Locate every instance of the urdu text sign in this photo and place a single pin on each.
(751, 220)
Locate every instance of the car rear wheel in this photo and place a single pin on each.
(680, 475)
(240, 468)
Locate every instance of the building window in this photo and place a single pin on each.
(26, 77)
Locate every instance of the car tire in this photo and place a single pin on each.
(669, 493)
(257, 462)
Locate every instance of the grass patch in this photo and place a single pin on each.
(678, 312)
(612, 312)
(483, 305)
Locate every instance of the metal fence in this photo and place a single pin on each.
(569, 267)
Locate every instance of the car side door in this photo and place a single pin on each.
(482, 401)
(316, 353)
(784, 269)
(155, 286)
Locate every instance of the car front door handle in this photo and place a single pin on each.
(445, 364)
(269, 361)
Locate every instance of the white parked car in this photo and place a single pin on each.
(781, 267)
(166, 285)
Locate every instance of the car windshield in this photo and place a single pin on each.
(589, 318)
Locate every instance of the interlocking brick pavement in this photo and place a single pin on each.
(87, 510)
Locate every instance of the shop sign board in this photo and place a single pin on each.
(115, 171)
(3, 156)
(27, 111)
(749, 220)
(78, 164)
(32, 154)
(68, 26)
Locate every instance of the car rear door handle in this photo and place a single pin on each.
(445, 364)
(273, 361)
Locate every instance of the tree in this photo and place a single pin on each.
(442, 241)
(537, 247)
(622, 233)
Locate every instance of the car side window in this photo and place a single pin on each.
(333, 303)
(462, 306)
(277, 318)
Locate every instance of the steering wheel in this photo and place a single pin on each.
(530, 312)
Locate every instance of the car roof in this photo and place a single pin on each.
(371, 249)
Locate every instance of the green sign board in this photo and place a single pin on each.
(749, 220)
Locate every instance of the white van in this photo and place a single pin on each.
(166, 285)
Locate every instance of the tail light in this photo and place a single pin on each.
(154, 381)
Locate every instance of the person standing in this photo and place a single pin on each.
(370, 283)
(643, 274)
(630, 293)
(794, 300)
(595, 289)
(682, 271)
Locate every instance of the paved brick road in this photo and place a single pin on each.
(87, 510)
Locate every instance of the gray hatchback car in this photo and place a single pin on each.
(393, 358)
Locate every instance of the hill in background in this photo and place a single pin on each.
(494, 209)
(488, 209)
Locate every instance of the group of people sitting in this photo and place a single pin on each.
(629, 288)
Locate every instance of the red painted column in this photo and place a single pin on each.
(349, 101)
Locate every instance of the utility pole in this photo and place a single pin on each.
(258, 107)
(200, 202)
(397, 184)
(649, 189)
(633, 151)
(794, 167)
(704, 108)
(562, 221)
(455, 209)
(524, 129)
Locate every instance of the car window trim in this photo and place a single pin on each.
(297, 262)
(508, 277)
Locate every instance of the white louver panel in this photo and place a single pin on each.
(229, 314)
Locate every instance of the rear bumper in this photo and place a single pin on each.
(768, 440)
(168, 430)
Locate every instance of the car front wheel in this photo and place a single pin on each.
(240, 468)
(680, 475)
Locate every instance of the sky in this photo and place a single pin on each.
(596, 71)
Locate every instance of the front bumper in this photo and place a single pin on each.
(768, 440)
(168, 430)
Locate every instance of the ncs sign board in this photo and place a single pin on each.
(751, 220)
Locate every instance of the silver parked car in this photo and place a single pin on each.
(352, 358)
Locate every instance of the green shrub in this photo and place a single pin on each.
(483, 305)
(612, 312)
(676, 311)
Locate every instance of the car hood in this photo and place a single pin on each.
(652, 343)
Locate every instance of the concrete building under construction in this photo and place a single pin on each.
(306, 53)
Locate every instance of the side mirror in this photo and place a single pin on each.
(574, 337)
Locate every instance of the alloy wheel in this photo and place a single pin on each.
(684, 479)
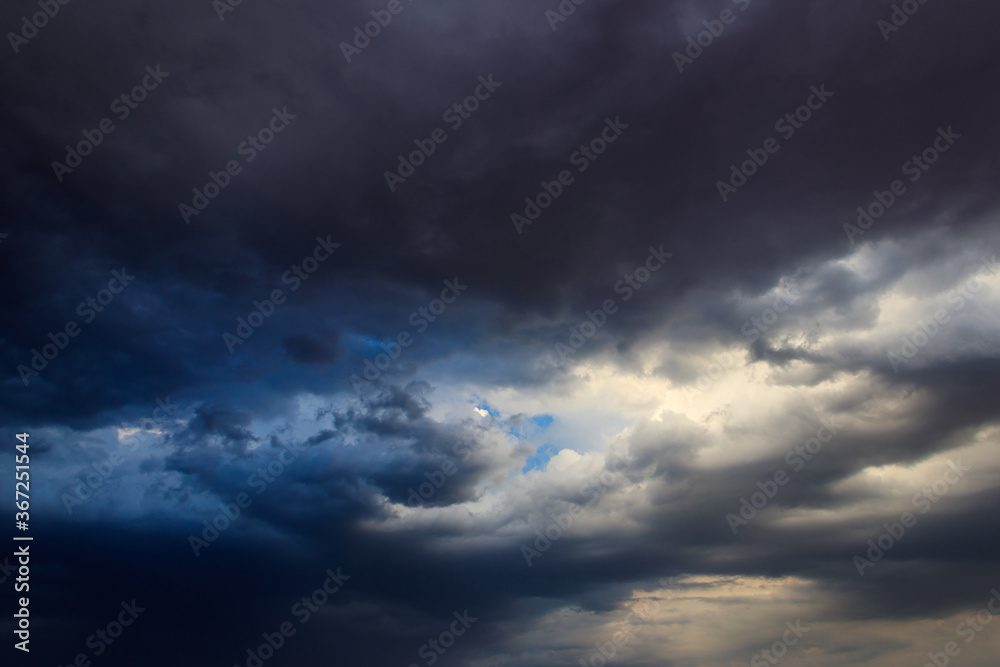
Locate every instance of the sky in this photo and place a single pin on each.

| Goal |
Copy every record above exactly, leaving out the pictures.

| Correct response |
Locate every instance of the urdu text sign in this photo and place a single pin on each.
(751, 220)
Locate every instance of the car rear wheel in this photo and place a single pin on each.
(680, 475)
(240, 468)
Locate every instance of the building window in this photo and place a single pin on each.
(26, 77)
Locate every instance of the car tire in this photo and place a single pin on each.
(669, 493)
(257, 462)
Locate every instance of the grass patch in this photo and place a single pin on each.
(678, 312)
(612, 312)
(483, 305)
Locate every instance of the metal fence in this photo and place a single pin on each.
(569, 267)
Locate every instance of the car side door in this photo and place a single pin on each.
(482, 401)
(316, 353)
(784, 269)
(155, 286)
Locate every instance of the car front door handle in this photo and place a single pin on each.
(445, 364)
(269, 361)
Locate every instance of the white parked car in this photo and place a single pin on each.
(781, 267)
(166, 285)
Locate every instance of the car windshield in this photo and place a single pin on each.
(589, 318)
Locate every instance of the interlocking brick pavement in this photo and place a single pin on each.
(87, 510)
Locate every instance of the shop sign board in this photo and place a single pin on each.
(115, 171)
(3, 156)
(27, 111)
(749, 220)
(78, 164)
(32, 154)
(68, 26)
Locate every instance of the car rear door handle in this photo and place a single pin on each.
(445, 364)
(273, 361)
Locate every instance of the tree in this photo and place a single pin on each.
(442, 241)
(537, 247)
(622, 233)
Locate every instance of the car side window in this photo and place a single pin on each.
(333, 303)
(462, 306)
(277, 318)
Locate every instance of the steering wheel in this photo and place a single pin on each.
(530, 312)
Locate every instance of the car roof in this photo and place a single pin on each.
(371, 249)
Locate every instance of the green sign board in this photo and place a single pin on each.
(749, 220)
Locate every instance of the white van in this photo and place a single pin on each.
(166, 285)
Locate every instance of the tail light in this photo and place a single pin on each.
(154, 381)
Locate every instance of the person standing in this photo and place a single pin on each.
(370, 283)
(643, 274)
(630, 293)
(794, 300)
(595, 289)
(682, 271)
Locate every instance of the paved brick road in this photo and place a single pin on each.
(87, 510)
Locate every instance of the gray hatchback car in this photo and place a single pin on each.
(393, 358)
Locate every instance of the hill in background in this photo and place a single pin on each.
(494, 209)
(488, 209)
Locate every instance of the group of people sitting in this photo and place a single pin on each.
(629, 288)
Locate every instance of the red painted column in this photo and place a single pin on each.
(349, 101)
Locate every instance of the utility pole in this photo and place a single pin on each.
(258, 107)
(200, 202)
(397, 184)
(649, 189)
(633, 151)
(794, 167)
(704, 108)
(562, 221)
(455, 209)
(524, 129)
Locate every instance of the car window trim in this photo and place a single pin on each.
(297, 262)
(508, 277)
Locate every instance of the white louver panel in this photo and place a single pin on each.
(229, 314)
Locate every instance of the rear bumper in this photo and place a single pin on each.
(768, 440)
(168, 430)
Locate every instance of the car front wheel in this photo and place a single pin on each.
(240, 468)
(680, 475)
Locate every instance of the sky in this photo and place a single pin on each.
(596, 71)
Locate every instance of the front bumper in this photo and place a single pin on each.
(768, 440)
(168, 430)
Locate every instance of the ncs sign board in this photo and place a single pin on each.
(751, 220)
Locate every instance of the silver parked car in this photo and place a single pin on each.
(352, 358)
Locate every instance of the green shrub in this photo and place a single pin on each.
(483, 305)
(612, 312)
(676, 311)
Locate every instance of the car hood in this photo and place a single pin on each.
(652, 343)
Locate every instance of the concrete building under construction in this photo and place a single pin on each.
(306, 53)
Locate every instance of the side mirror in this photo and place a single pin on each.
(574, 337)
Locate every instance of the alloy wheel in this photo and place a single pin on each.
(684, 479)
Locate every instance of the sky in this photo and place a single pin on each.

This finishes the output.